*OBJECTIVE*.
Print all of the following records word for word, leaving out the pictures.

*TASK DATA*.
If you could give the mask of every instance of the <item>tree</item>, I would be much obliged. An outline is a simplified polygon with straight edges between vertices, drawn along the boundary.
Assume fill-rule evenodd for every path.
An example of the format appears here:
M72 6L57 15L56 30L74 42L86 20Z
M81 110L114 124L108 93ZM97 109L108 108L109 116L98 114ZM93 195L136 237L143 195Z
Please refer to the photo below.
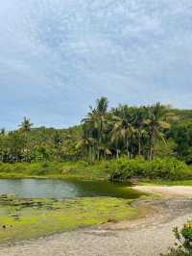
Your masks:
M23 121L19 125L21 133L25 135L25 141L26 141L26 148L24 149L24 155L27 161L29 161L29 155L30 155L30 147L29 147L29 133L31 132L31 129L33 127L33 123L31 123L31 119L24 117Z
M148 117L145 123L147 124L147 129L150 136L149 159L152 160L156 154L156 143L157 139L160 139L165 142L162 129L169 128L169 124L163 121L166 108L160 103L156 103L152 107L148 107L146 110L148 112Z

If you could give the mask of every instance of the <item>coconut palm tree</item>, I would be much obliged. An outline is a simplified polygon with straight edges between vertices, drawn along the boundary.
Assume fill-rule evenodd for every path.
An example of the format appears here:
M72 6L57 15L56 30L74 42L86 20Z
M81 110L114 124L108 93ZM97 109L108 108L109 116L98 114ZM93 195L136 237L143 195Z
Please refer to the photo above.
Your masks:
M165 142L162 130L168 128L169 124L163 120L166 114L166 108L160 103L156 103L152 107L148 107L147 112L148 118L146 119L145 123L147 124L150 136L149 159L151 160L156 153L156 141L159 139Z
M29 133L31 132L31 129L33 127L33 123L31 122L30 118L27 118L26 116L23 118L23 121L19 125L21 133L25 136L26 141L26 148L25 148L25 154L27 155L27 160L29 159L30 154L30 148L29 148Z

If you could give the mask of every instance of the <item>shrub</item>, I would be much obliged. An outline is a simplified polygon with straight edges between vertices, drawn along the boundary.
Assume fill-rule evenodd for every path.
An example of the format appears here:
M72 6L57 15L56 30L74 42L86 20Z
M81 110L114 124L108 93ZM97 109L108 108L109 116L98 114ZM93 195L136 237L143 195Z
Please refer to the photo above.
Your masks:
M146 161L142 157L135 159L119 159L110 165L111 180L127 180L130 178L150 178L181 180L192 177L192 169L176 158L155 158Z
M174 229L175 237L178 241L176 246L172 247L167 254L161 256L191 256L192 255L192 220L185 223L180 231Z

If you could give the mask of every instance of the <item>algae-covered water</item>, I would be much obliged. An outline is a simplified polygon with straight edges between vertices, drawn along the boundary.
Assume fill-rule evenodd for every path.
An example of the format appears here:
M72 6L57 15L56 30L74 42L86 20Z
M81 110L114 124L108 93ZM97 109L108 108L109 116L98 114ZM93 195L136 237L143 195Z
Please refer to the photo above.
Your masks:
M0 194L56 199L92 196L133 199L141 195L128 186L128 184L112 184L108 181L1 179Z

*ANSWER TO THE PROBLEM*.
If you could give the mask of every instance of the <item>tree</item>, I would be much obliged. An outline is a simplified polygon with straight edges between vertices, drawn along the boundary.
Assume fill-rule evenodd for every path.
An example of the format appears here:
M72 6L57 15L56 30L74 42L86 20Z
M81 110L114 124L108 93ZM97 109L108 108L109 116L98 114ZM93 195L136 237L143 195Z
Please refer to the photo below.
Your masks:
M23 121L19 125L21 133L25 135L25 141L26 141L26 148L24 149L24 155L27 161L29 161L29 155L30 155L30 147L29 147L29 133L31 132L31 129L33 127L33 123L31 123L31 119L24 117Z
M148 117L145 123L147 124L147 129L150 136L149 159L152 160L156 154L156 143L157 139L160 139L165 142L162 129L169 128L169 124L163 121L166 108L160 103L156 103L152 107L148 107L146 110L148 112Z

If you could give the mask of every instance of the <item>coconut palm tree</item>, I would be much obliged. An outline is a simplified polygon with straight edges between vertices, drawn along the boundary.
Assume fill-rule evenodd for every path.
An example of the format appears here:
M72 6L57 15L56 30L74 42L86 20Z
M81 110L114 124L108 93ZM97 109L108 108L109 116L98 114ZM93 195L136 237L143 195Z
Please refer to the photo above.
Your masks:
M165 142L162 130L168 128L169 124L163 120L166 114L166 108L160 103L156 103L152 107L148 107L147 112L148 118L146 119L145 123L147 124L150 136L149 159L151 160L156 153L156 141L159 139Z
M29 133L31 132L31 129L33 127L33 123L31 122L30 118L27 118L26 116L23 118L23 121L19 125L21 133L25 136L26 141L26 148L25 148L25 154L27 155L27 160L29 159L30 154L30 148L29 148Z

If you could give the mask of every instance of the <item>shrub</item>, I would be much obliged. An outline is a simplified polygon with straight edges between vertices, drawn along the boundary.
Assume fill-rule evenodd for every path.
An example of the format appears here:
M72 6L57 15L56 30L74 42L86 20Z
M81 110L114 124L108 93ZM97 109L108 108L109 116L98 114ZM93 195L136 237L143 195Z
Please refer to the photo above.
Your masks:
M146 161L142 157L135 159L119 159L110 165L111 180L127 180L130 178L150 178L181 180L192 177L192 169L176 158L155 158Z
M174 229L175 237L178 241L176 246L172 247L167 254L161 256L191 256L192 255L192 220L185 223L180 231Z

If you could give the mask of every instance of the <item>algae-covered water</item>, I would be much obliged. An outline is a simplified polygon with straight edges between vertices, drawn along the boundary.
Assume fill-rule evenodd for every path.
An example of the format appears here:
M72 6L57 15L56 30L74 42L86 20Z
M81 110L114 124L108 93ZM97 109L108 108L109 116L98 114ZM93 195L136 237L143 195Z
Please refer to the photo above.
Your masks:
M0 194L56 199L92 196L133 199L141 195L128 186L128 184L112 184L108 181L1 179Z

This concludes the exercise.